> [EXERCISE REQUIREMENTS]: Revise the lines below by replacing each "annotate" with "mark" and keeping everything else unchanged.

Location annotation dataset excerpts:
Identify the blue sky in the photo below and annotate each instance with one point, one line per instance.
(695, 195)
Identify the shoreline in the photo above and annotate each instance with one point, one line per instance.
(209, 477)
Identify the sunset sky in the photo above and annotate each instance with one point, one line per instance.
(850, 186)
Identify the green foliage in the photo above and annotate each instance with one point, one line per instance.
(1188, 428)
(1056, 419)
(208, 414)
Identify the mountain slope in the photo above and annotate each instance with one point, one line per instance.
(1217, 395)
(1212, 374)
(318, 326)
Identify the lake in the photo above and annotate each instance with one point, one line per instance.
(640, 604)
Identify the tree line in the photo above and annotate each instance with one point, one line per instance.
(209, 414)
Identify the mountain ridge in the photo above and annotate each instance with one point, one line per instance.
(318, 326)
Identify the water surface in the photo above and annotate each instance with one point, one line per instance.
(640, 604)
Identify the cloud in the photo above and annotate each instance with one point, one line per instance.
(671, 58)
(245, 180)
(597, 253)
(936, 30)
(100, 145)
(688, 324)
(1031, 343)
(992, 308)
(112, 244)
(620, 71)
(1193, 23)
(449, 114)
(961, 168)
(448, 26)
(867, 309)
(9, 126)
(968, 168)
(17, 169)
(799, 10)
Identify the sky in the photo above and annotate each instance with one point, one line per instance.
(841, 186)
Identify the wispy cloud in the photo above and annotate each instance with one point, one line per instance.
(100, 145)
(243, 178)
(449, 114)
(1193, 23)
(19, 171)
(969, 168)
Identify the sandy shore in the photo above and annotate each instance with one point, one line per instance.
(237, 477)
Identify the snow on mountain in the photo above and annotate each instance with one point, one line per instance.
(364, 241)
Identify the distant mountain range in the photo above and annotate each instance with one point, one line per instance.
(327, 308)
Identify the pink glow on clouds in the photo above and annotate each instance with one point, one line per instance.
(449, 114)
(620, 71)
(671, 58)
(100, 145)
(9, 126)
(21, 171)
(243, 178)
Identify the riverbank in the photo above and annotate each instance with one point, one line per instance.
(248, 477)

> [RESULT BELOW]:
Identify the blue sky in the photo below and mark each instance with one point, one line per instance.
(695, 195)
Identify the shoreline in the photo above and mark each instance with one point, one line per instance.
(209, 477)
Identify the sunset sky in the photo above and mark each instance with one point, one line per instance.
(850, 186)
Identify the green foliage in the photo above and mark each instance with one point, one line per instance.
(1188, 428)
(1056, 419)
(208, 414)
Identify the mountain slope in the photo above and mark each instance with one point, one line per instance.
(1217, 395)
(1212, 374)
(318, 326)
Identify the lake in the photo above and mark each instance with one point, one line per instance.
(640, 604)
Identify the tree line in the photo above and mark each instance with one point, one line per instance.
(209, 414)
Identify the mountain ridge in the photo above and mark each instance with one point, one line per instance.
(318, 326)
Identify the water surface in the photo above and mark each instance with one point, one line per instance.
(640, 604)
Identify the cloud in the photo above and mark each instance with one point, one line per instance.
(671, 58)
(245, 180)
(597, 253)
(936, 30)
(100, 145)
(688, 324)
(1031, 343)
(992, 308)
(112, 244)
(620, 71)
(1193, 23)
(449, 114)
(961, 168)
(448, 26)
(867, 309)
(9, 126)
(968, 168)
(17, 169)
(799, 10)
Identify the sky in the photo above and mark each instance with one point, one line per instance.
(841, 186)
Identify the wispy cloud in the photo above and mark each instance with one point, one line per instance.
(100, 145)
(243, 178)
(449, 114)
(1193, 23)
(19, 171)
(969, 168)
Identify the sandy shore in the photo above and mark each instance with one point, one line per instance.
(237, 477)
Identify the snow on mountain in the photo above and mark each instance with one point, one line per instance.
(364, 241)
Identify the distant mountain range in the photo above and mark each instance with one point, one line per instance.
(327, 308)
Identify the pink glow on clouds in the photo above and mark each instance with one point, one line per instance.
(449, 114)
(620, 71)
(671, 58)
(100, 145)
(9, 126)
(21, 171)
(243, 178)
Identify the riverbank in the photo above and mark each instance with one point, one line per instance.
(248, 477)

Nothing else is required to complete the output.